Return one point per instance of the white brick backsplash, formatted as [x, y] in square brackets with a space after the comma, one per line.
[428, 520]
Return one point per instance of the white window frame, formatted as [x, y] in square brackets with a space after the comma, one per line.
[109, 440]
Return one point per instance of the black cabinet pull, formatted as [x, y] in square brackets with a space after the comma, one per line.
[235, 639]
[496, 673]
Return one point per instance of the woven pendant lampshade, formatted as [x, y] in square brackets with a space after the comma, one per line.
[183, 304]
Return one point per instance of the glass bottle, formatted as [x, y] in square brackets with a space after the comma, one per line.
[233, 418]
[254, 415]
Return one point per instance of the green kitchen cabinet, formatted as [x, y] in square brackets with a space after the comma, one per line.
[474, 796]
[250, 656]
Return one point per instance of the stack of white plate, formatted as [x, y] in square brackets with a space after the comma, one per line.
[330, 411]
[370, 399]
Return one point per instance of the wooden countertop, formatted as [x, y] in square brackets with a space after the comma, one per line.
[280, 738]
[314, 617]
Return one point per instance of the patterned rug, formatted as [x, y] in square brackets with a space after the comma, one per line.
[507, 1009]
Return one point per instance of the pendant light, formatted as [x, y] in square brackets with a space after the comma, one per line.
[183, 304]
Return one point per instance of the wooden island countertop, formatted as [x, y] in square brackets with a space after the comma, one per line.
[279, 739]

.....

> _Instructions for the task_: Rewrite the data above, from the line containing "Return one point per instance of the patterned" through the end, as a JSON list of strings with one string per line. Leave out any blank lines.

> _Written response_:
[
  "Return one point per instance of the patterned rug, formatted as [x, y] in square brackets with a space after the comma, one per line.",
  "[507, 1009]",
  "Return one point per instance of the pendant light, formatted as [x, y] in square brackets with a space after the comma, one per line.",
  "[183, 304]",
  "Return one point per instance of the wooden island countertop, formatted as [x, y] in square brackets with a space after the comma, one per line.",
  "[279, 739]"
]